== Text passage ==
********
Day-to-day responsibilities

Leonardo Araya’s daily routine is divided in two stages. In the morning, his responsibilities include: preparing client quotes, providing customer service, and liaising with technicians, maintenance, and management teams. In the afternoon, Araya dedicates his efforts to preparing technical reports on any pipeline issues. “First, I check in with the boss who gives me feedback and updates on the pending tasks from the day before. Then, I speak with customers about quotes, pricing, delivery dates, etc. Around midday, I contact the technicians to collect all the field data, which includes any issues they came across in the past 24 hours. I then use this data to prepare my technical reports,” says Araya.

Assessing pipeline integrity

The technical reports Araya prepares address any areas of jeopardized integrity along the pipeline. He mentioned there are three distinct methodologies used to assess the integrity of a pipe.

Hydrostatic testing

Hydrostatic testing is a process in which piping systems, pressure vessels, and gas cylinders can be assessed for strength and leaks. These tests cannot be conducted while the component is in service, nor can they offer continuous monitoring of the equipment for leaks after the test is completed. Components often require hydrostatic testing after a shutdown or repair has been completed in order to validate the equipment that is being placed back in service. For the hydrostatic testing method, water is put into a pipe and pressure is applied; if the pipe breaks it is considered faulty.
********
Contour labeling entries
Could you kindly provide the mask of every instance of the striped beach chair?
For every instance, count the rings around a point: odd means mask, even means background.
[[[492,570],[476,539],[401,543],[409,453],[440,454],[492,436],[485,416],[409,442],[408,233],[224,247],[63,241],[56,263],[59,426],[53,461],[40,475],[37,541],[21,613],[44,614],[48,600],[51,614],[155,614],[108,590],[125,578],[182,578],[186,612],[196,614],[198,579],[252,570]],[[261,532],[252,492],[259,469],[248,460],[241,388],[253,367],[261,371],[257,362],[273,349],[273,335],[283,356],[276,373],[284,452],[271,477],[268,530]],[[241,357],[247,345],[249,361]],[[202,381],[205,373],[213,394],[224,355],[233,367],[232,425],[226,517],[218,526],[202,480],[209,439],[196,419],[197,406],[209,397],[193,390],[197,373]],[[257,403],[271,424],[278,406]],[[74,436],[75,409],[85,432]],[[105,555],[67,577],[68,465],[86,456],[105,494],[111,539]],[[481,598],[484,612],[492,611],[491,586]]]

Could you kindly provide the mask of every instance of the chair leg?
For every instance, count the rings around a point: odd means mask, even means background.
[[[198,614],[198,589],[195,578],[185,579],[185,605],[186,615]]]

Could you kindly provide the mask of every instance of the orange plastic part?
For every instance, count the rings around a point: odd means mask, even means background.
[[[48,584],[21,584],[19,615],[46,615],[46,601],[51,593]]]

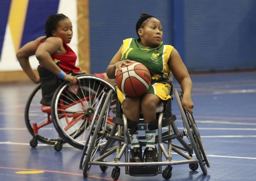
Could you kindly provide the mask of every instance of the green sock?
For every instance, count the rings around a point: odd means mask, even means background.
[[[145,131],[146,133],[146,148],[155,148],[155,140],[156,140],[156,130]]]

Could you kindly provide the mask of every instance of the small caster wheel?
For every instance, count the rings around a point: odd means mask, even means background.
[[[188,165],[188,166],[189,167],[189,168],[191,170],[193,171],[197,170],[199,167],[198,163],[189,164]]]
[[[37,144],[38,142],[37,142],[37,139],[35,138],[34,138],[33,139],[30,140],[30,142],[29,142],[29,144],[32,148],[35,148],[36,147],[36,146],[37,146]]]
[[[101,161],[101,162],[106,162],[105,160],[102,160]],[[106,171],[106,169],[108,169],[108,168],[109,168],[109,167],[101,165],[99,166],[99,168],[100,168],[100,170],[101,170],[102,172],[105,172]]]
[[[117,180],[120,175],[120,168],[116,167],[113,169],[111,177],[114,180]]]
[[[172,177],[172,170],[173,169],[173,167],[167,167],[164,170],[163,170],[163,173],[162,173],[162,176],[163,178],[168,180]]]
[[[58,140],[54,144],[54,149],[57,151],[59,151],[62,149],[62,139]]]

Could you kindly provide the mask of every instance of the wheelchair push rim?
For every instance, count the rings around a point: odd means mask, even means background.
[[[71,145],[83,149],[99,100],[115,88],[108,81],[91,75],[77,76],[80,82],[71,86],[61,84],[52,101],[52,116],[60,137]],[[113,124],[110,117],[108,124]]]
[[[93,127],[95,127],[95,129],[94,132],[91,132],[89,135],[92,138],[91,142],[88,142],[87,146],[84,147],[84,154],[83,154],[81,157],[81,162],[83,162],[81,168],[83,168],[83,174],[84,176],[87,176],[91,168],[91,165],[88,164],[88,163],[93,161],[100,142],[104,138],[104,133],[105,132],[109,133],[106,130],[106,125],[108,120],[108,113],[110,109],[113,91],[113,90],[110,90],[107,95],[104,95],[104,97],[102,96],[101,98],[102,101],[99,105],[99,108],[97,109],[97,112],[96,112],[97,116],[95,117],[95,121],[93,121],[94,124]],[[95,134],[96,133],[97,134]],[[91,143],[93,144],[90,144]]]
[[[36,134],[37,141],[54,145],[59,140],[59,137],[52,124],[51,118],[41,110],[40,102],[41,99],[41,85],[39,84],[32,91],[27,101],[24,112],[26,125],[32,136],[35,137]],[[35,124],[36,130],[33,127]]]
[[[183,124],[185,125],[185,127],[186,129],[186,131],[187,133],[187,135],[189,138],[189,140],[190,140],[190,142],[191,142],[191,144],[192,145],[193,149],[194,150],[195,153],[197,156],[197,159],[199,160],[199,165],[200,166],[200,167],[201,168],[202,171],[203,171],[203,173],[205,174],[207,174],[207,171],[206,167],[205,167],[206,163],[205,162],[205,160],[203,155],[202,153],[202,151],[204,151],[204,150],[202,150],[202,148],[200,147],[199,145],[198,144],[198,142],[197,140],[196,139],[196,138],[195,135],[195,131],[194,131],[193,128],[192,127],[190,127],[189,122],[190,120],[187,120],[187,118],[186,117],[186,115],[185,114],[185,111],[184,110],[184,109],[182,107],[182,105],[181,104],[181,96],[180,96],[180,95],[179,94],[178,89],[175,88],[174,89],[174,94],[175,95],[175,97],[176,98],[176,101],[178,103],[178,105],[179,107],[179,108],[180,109],[180,111],[181,114],[181,116],[182,117],[182,121],[183,122]],[[193,132],[193,133],[192,133],[192,132]],[[201,141],[202,144],[202,142]]]

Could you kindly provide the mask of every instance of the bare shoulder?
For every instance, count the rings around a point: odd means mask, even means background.
[[[179,52],[178,52],[177,50],[174,48],[170,53],[170,58],[172,59],[174,58],[177,58],[177,57],[180,57],[180,54],[179,54]]]
[[[61,46],[63,44],[63,41],[61,38],[54,36],[48,38],[45,42],[58,46]]]

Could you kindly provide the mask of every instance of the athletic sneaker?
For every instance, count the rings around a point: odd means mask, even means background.
[[[143,159],[145,156],[145,162],[157,162],[158,154],[156,148],[146,147],[144,150]]]
[[[130,162],[143,162],[141,146],[131,149]]]

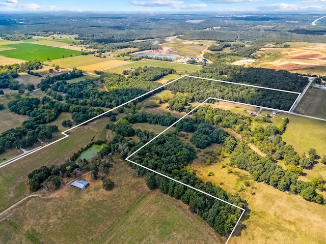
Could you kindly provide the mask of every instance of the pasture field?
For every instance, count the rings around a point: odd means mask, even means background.
[[[326,75],[326,65],[314,66],[311,67],[307,67],[304,69],[293,70],[292,71],[292,72],[304,74],[325,75]]]
[[[18,74],[19,76],[15,79],[16,80],[18,80],[20,83],[22,84],[33,84],[35,86],[35,89],[37,89],[36,85],[41,82],[41,80],[44,79],[47,76],[50,77],[53,76],[55,75],[58,75],[60,74],[58,71],[55,71],[53,73],[49,72],[49,69],[52,69],[53,67],[47,66],[43,66],[42,69],[39,70],[33,71],[34,73],[38,73],[42,76],[41,77],[38,76],[35,76],[35,75],[29,75],[26,73],[19,73]],[[12,91],[13,92],[17,92],[17,91]]]
[[[0,199],[0,211],[21,199],[28,193],[25,184],[29,173],[43,165],[50,166],[64,162],[74,152],[85,147],[93,137],[96,136],[108,121],[108,118],[102,118],[76,128],[68,133],[69,137],[2,168],[0,192],[4,193]],[[59,120],[58,122],[60,123]],[[53,137],[58,136],[61,138],[63,136],[59,135],[59,133],[53,135]],[[38,145],[36,145],[35,147]]]
[[[0,54],[7,57],[19,58],[26,60],[38,59],[45,61],[47,58],[51,60],[62,58],[63,56],[69,57],[82,55],[82,52],[64,48],[50,47],[43,45],[33,44],[28,43],[9,44],[6,45],[15,49],[0,52]]]
[[[262,182],[255,184],[248,203],[249,218],[244,216],[228,243],[325,243],[324,206]]]
[[[167,126],[162,126],[159,125],[151,125],[148,123],[135,123],[130,124],[134,130],[140,129],[142,131],[147,130],[154,132],[156,134],[160,133],[168,128]],[[175,128],[173,128],[174,129]]]
[[[82,55],[75,57],[68,57],[65,58],[57,59],[54,62],[45,61],[44,63],[47,65],[52,65],[53,64],[59,65],[60,67],[66,68],[71,68],[80,67],[88,65],[94,65],[105,61],[105,58],[102,58],[98,57],[95,57],[93,55]],[[94,70],[92,71],[93,71]]]
[[[83,80],[85,80],[86,79],[89,80],[96,80],[96,79],[98,79],[98,76],[96,75],[84,75],[80,77],[75,78],[74,79],[72,79],[71,80],[69,80],[67,81],[67,83],[77,83],[79,81],[82,81]]]
[[[4,97],[0,98],[0,103],[5,106],[5,109],[0,110],[0,134],[11,128],[21,126],[23,121],[29,119],[26,115],[21,115],[10,112],[8,108],[8,104],[13,100],[7,100]]]
[[[200,71],[202,69],[201,66],[198,65],[178,64],[174,62],[166,62],[157,60],[142,59],[128,65],[109,69],[104,71],[108,73],[122,74],[122,72],[124,70],[128,70],[144,66],[174,69],[177,72],[182,74],[185,74],[187,72],[195,72]]]
[[[140,198],[98,242],[224,243],[181,201],[158,191]]]
[[[71,187],[69,182],[62,182],[59,190],[49,194],[41,190],[42,198],[31,198],[10,210],[9,219],[25,232],[34,229],[40,242],[96,243],[138,198],[150,191],[144,178],[135,177],[125,162],[114,157],[114,160],[108,175],[115,182],[112,191],[105,191],[100,179],[91,180],[87,174],[81,177],[90,182],[85,191]]]
[[[33,244],[33,241],[27,236],[26,234],[19,229],[12,222],[5,220],[0,222],[0,241],[6,243],[26,243]]]
[[[1,51],[0,51],[0,53]],[[20,64],[24,62],[24,60],[18,59],[18,58],[12,58],[11,57],[5,57],[0,55],[0,65],[13,65],[14,64]]]
[[[289,122],[282,136],[283,140],[300,154],[313,148],[318,155],[326,155],[326,122],[292,114],[287,116]]]
[[[103,62],[94,65],[81,66],[79,69],[89,72],[93,72],[94,70],[102,70],[119,65],[127,65],[130,63],[129,61],[125,61],[124,60],[110,59],[110,58],[102,59],[103,59]]]
[[[326,90],[309,88],[300,101],[294,112],[300,114],[326,118],[324,103]]]

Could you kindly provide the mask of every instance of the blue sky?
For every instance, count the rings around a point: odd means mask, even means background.
[[[0,0],[0,12],[63,10],[322,13],[326,12],[326,0]]]

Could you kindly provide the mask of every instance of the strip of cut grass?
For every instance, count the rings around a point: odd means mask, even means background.
[[[248,203],[250,217],[236,229],[230,244],[325,243],[324,206],[262,182],[255,185]]]
[[[315,148],[318,155],[326,155],[326,122],[301,116],[288,115],[289,119],[283,140],[301,154]]]
[[[70,56],[82,55],[81,51],[53,47],[43,45],[23,43],[6,45],[15,49],[2,51],[0,54],[8,57],[19,58],[26,60],[38,59],[45,61],[47,58],[51,60],[62,58],[63,56]]]
[[[140,199],[98,242],[224,243],[180,201],[158,191]]]
[[[122,72],[124,70],[128,70],[132,68],[134,69],[140,67],[144,67],[144,66],[174,69],[177,72],[182,74],[185,74],[187,72],[195,72],[202,69],[201,66],[197,65],[178,64],[174,62],[166,62],[157,60],[142,59],[128,65],[110,69],[105,70],[104,72],[122,74]]]
[[[323,106],[325,100],[326,90],[309,88],[295,108],[294,112],[326,118],[326,109]]]

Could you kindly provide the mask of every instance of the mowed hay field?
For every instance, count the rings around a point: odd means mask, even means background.
[[[315,148],[319,156],[326,155],[326,121],[288,114],[289,119],[282,137],[299,154]]]
[[[48,65],[55,64],[66,69],[76,68],[88,72],[93,72],[94,70],[99,71],[129,63],[130,62],[127,61],[96,57],[93,55],[85,55],[72,57],[69,56],[55,61],[46,61],[44,64]]]
[[[325,100],[325,90],[309,88],[294,109],[294,112],[326,119]]]
[[[242,221],[229,243],[326,243],[324,206],[261,182],[255,185],[248,203],[249,217]]]
[[[1,51],[1,50],[0,50]],[[0,53],[1,52],[0,51]],[[5,57],[0,55],[0,65],[13,65],[14,64],[20,64],[24,62],[24,60],[18,59],[18,58],[12,58],[11,57]]]
[[[108,243],[224,243],[180,201],[158,191],[146,194],[99,241]]]
[[[138,67],[144,67],[144,66],[174,69],[177,72],[182,74],[185,74],[187,72],[195,72],[202,69],[202,67],[198,65],[178,64],[177,63],[167,62],[158,60],[142,59],[140,61],[131,63],[128,65],[109,69],[104,71],[108,73],[122,74],[122,72],[124,70],[128,70]]]
[[[0,55],[26,60],[38,59],[43,62],[48,57],[53,60],[62,58],[63,56],[68,57],[70,54],[73,56],[82,55],[80,51],[28,43],[9,44],[6,46],[15,49],[1,51]]]

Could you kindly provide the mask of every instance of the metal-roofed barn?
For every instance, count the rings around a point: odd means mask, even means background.
[[[72,186],[74,187],[77,187],[82,191],[85,190],[85,189],[86,189],[86,188],[88,187],[89,185],[90,184],[88,182],[83,180],[82,179],[80,179],[79,180],[75,180],[70,185],[70,186]]]

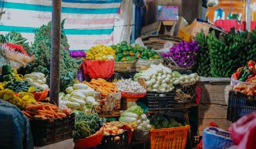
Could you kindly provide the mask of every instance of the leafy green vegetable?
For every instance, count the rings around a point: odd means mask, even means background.
[[[63,29],[64,22],[64,20],[61,22],[61,29]],[[34,55],[35,61],[20,70],[21,74],[38,72],[50,75],[51,30],[50,22],[47,25],[41,26],[39,30],[36,31],[35,41],[29,52]],[[63,91],[67,86],[72,86],[74,84],[79,64],[75,59],[69,56],[67,50],[69,48],[69,45],[63,30],[61,31],[60,42],[60,89],[61,91]],[[49,84],[49,77],[47,77],[47,83]]]
[[[75,114],[74,139],[76,139],[95,134],[106,122],[106,119],[99,118],[97,113],[89,115],[81,112],[76,112]]]
[[[10,43],[20,45],[29,55],[31,54],[27,39],[24,38],[20,33],[10,31],[4,35],[0,35],[0,43]]]
[[[142,114],[143,114],[143,109],[142,109],[141,107],[138,106],[133,106],[124,111],[122,114],[124,114],[125,113],[132,113],[141,116]]]

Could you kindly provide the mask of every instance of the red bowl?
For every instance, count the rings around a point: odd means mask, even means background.
[[[74,149],[84,149],[90,148],[99,145],[102,140],[104,134],[104,129],[101,127],[94,134],[80,139],[77,139],[75,142]]]

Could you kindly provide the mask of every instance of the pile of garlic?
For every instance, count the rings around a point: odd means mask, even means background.
[[[132,79],[122,79],[116,82],[116,88],[118,91],[131,93],[144,93],[147,90],[138,82]]]

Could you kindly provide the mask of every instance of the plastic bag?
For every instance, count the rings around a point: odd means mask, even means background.
[[[244,116],[234,123],[228,130],[237,149],[255,148],[256,113]]]

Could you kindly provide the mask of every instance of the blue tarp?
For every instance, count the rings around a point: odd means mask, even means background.
[[[0,99],[0,148],[33,149],[29,120],[14,105]]]

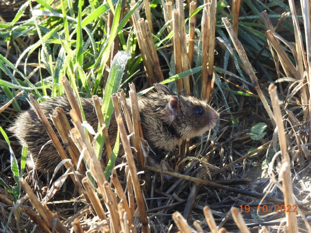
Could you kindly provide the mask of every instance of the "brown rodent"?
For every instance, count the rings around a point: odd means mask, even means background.
[[[161,153],[175,149],[181,139],[199,136],[213,128],[219,115],[205,101],[192,96],[180,95],[164,85],[156,84],[154,87],[157,92],[138,96],[138,99],[144,138],[151,149],[149,160],[158,163],[161,161]],[[96,131],[98,120],[93,101],[91,99],[81,99],[86,119]],[[129,104],[129,100],[127,99]],[[62,108],[71,122],[69,112],[71,108],[66,97],[46,100],[40,105],[48,117],[56,107]],[[56,129],[53,127],[62,142]],[[113,113],[108,128],[112,145],[115,142],[117,129]],[[47,143],[50,139],[33,109],[20,114],[9,130],[21,144],[28,145],[28,153],[32,154],[36,169],[47,172],[54,170],[60,161],[60,158],[53,144],[51,142]],[[104,154],[105,150],[104,148]],[[27,164],[30,168],[33,167],[29,156]]]

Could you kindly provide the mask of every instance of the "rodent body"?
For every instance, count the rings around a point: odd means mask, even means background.
[[[137,98],[144,139],[151,149],[149,160],[158,163],[161,153],[174,151],[181,140],[199,136],[213,128],[219,115],[206,101],[192,96],[180,96],[169,91],[164,85],[156,84],[155,87],[158,93]],[[86,119],[96,131],[98,119],[92,100],[81,99]],[[130,114],[129,100],[127,101]],[[48,117],[56,107],[62,108],[71,122],[69,113],[71,107],[65,97],[49,100],[40,105]],[[115,142],[118,128],[114,115],[113,113],[108,128],[113,145]],[[53,126],[53,127],[61,142],[56,130]],[[32,154],[36,169],[42,172],[54,170],[60,158],[33,110],[20,114],[10,130],[21,144],[28,145],[28,153]],[[65,151],[67,152],[66,149]],[[105,154],[104,148],[103,153]],[[29,157],[27,163],[29,167],[33,167]]]

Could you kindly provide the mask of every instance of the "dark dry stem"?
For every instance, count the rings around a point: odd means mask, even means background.
[[[245,224],[245,222],[243,219],[242,215],[241,214],[240,210],[236,207],[232,207],[231,208],[231,214],[232,214],[234,221],[236,223],[237,226],[241,232],[243,233],[250,233],[251,232],[248,230]]]
[[[56,221],[55,227],[56,230],[59,232],[68,232],[66,228],[60,222],[58,218],[53,216],[53,214],[46,206],[43,205],[38,199],[37,196],[34,193],[32,190],[25,180],[22,178],[21,179],[21,184],[25,192],[28,194],[28,199],[32,204],[34,207],[38,212],[44,223],[50,229],[52,226],[52,221]],[[51,217],[53,216],[52,219]]]
[[[42,122],[42,124],[46,130],[47,132],[49,135],[49,136],[53,142],[53,144],[55,146],[56,150],[57,151],[57,152],[58,153],[58,154],[59,155],[59,156],[60,156],[62,160],[68,159],[68,157],[67,156],[67,154],[64,150],[62,144],[59,142],[59,140],[58,140],[57,136],[56,136],[54,131],[52,128],[52,127],[51,126],[51,125],[48,120],[48,119],[41,108],[41,107],[37,102],[37,100],[35,96],[32,94],[30,93],[28,95],[28,98],[34,110],[38,116],[39,119]],[[69,162],[65,162],[65,166],[67,169],[69,169],[71,167],[70,163]],[[75,178],[74,176],[72,174],[71,174],[70,176],[73,183],[75,184],[77,181]]]
[[[137,207],[138,209],[140,220],[142,226],[142,232],[143,233],[147,233],[150,232],[150,229],[148,225],[148,219],[147,217],[146,208],[142,193],[142,190],[140,188],[139,181],[137,176],[137,170],[133,158],[130,142],[128,138],[126,130],[124,126],[123,121],[122,117],[120,116],[118,116],[117,119],[117,122],[120,129],[120,137],[124,149],[125,157],[129,168],[133,187],[135,192]]]
[[[92,188],[87,177],[85,177],[82,179],[82,182],[88,196],[88,199],[91,201],[96,214],[100,219],[107,219],[107,217],[105,214],[105,211],[100,203],[97,194]]]
[[[259,199],[262,199],[264,197],[263,195],[257,193],[255,193],[252,192],[248,192],[246,191],[241,189],[236,189],[234,188],[228,187],[224,185],[222,185],[219,184],[217,184],[214,182],[211,182],[208,180],[200,180],[197,178],[192,177],[189,176],[186,176],[185,175],[180,174],[177,172],[173,172],[172,171],[169,171],[166,170],[161,170],[160,168],[158,168],[150,166],[145,166],[145,168],[147,170],[152,171],[156,171],[157,172],[162,172],[164,175],[168,175],[171,176],[176,177],[177,178],[179,178],[183,180],[191,181],[193,182],[195,182],[199,184],[201,184],[205,186],[208,186],[214,187],[217,189],[224,189],[229,191],[234,192],[237,193],[240,193],[241,194],[244,194],[247,196],[249,196],[250,197],[253,197]],[[168,192],[167,191],[167,193]],[[273,198],[270,197],[266,197],[265,199],[268,201],[280,203],[283,203],[284,201],[283,200],[278,199],[277,198]]]
[[[207,223],[212,233],[217,233],[217,225],[209,207],[207,206],[204,207],[203,209],[203,213],[206,220],[206,222]]]
[[[181,47],[180,39],[179,36],[179,16],[177,10],[173,11],[172,18],[173,19],[173,31],[174,31],[174,59],[175,65],[175,73],[179,74],[183,71],[182,64],[181,61]],[[176,81],[177,89],[178,93],[181,93],[183,88],[183,80],[179,79]]]

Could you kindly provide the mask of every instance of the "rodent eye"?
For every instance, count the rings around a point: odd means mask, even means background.
[[[202,109],[202,108],[197,108],[197,109],[195,110],[195,113],[197,115],[199,116],[202,116],[202,114],[203,114],[203,110]]]

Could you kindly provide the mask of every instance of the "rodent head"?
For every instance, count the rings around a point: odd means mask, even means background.
[[[158,92],[166,96],[163,103],[165,105],[159,113],[160,117],[182,139],[200,136],[215,127],[219,115],[207,101],[180,95],[163,85],[154,86]]]

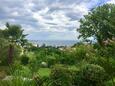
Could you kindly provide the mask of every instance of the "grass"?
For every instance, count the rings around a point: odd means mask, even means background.
[[[40,68],[38,70],[38,73],[41,77],[44,77],[44,76],[48,77],[51,73],[51,69],[49,69],[49,68]]]

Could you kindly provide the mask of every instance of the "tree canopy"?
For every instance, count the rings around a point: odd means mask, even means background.
[[[91,10],[80,19],[79,38],[94,37],[100,45],[115,37],[115,5],[105,4]]]

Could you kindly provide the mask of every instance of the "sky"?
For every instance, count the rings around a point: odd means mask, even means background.
[[[115,0],[0,0],[0,28],[19,24],[31,40],[76,40],[79,19]]]

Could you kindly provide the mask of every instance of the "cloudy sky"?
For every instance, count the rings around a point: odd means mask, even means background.
[[[20,24],[33,40],[76,40],[79,19],[115,0],[0,0],[0,27]]]

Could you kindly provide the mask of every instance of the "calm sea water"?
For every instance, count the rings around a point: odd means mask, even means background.
[[[77,43],[77,40],[30,40],[30,42],[39,46],[43,44],[47,46],[72,46]]]

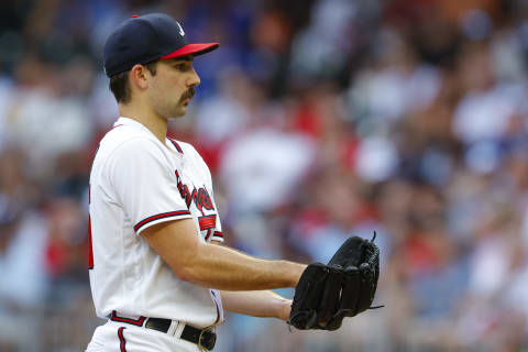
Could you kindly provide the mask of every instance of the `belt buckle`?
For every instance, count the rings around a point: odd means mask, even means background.
[[[209,332],[210,339],[207,339],[205,333]],[[198,348],[201,351],[212,351],[215,343],[217,342],[217,334],[212,332],[212,327],[201,330],[198,337]]]

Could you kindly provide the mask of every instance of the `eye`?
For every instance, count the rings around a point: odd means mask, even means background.
[[[182,63],[182,64],[176,64],[175,67],[179,72],[186,72],[189,69],[190,65],[187,63]]]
********
== Task instructions ==
1. Reproduce verbatim the portion of the passage on pipeline integrity work between "The technical reports" and "is considered faulty.", inclusive.
2. Answer these questions from the passage on pipeline integrity work:
(a) What does Araya spend his afternoons preparing?
(b) How many distinct methodologies for assessing the integrity of a pipe did he mention?
(c) In the hydrostatic testing method, what is put into the pipe before pressure is applied?

== Answers to the exercise ==
1.
The technical reports Araya prepares address any areas of jeopardized integrity along the pipeline. He mentioned there are three distinct methodologies used to assess the integrity of a pipe.

Hydrostatic testing

Hydrostatic testing is a process in which piping systems, pressure vessels, and gas cylinders can be assessed for strength and leaks. These tests cannot be conducted while the component is in service, nor can they offer continuous monitoring of the equipment for leaks after the test is completed. Components often require hydrostatic testing after a shutdown or repair has been completed in order to validate the equipment that is being placed back in service. For the hydrostatic testing method, water is put into a pipe and pressure is applied; if the pipe breaks it is considered faulty.

2.
(a) Technical reports on any pipeline issues.
(b) Three.
(c) Water.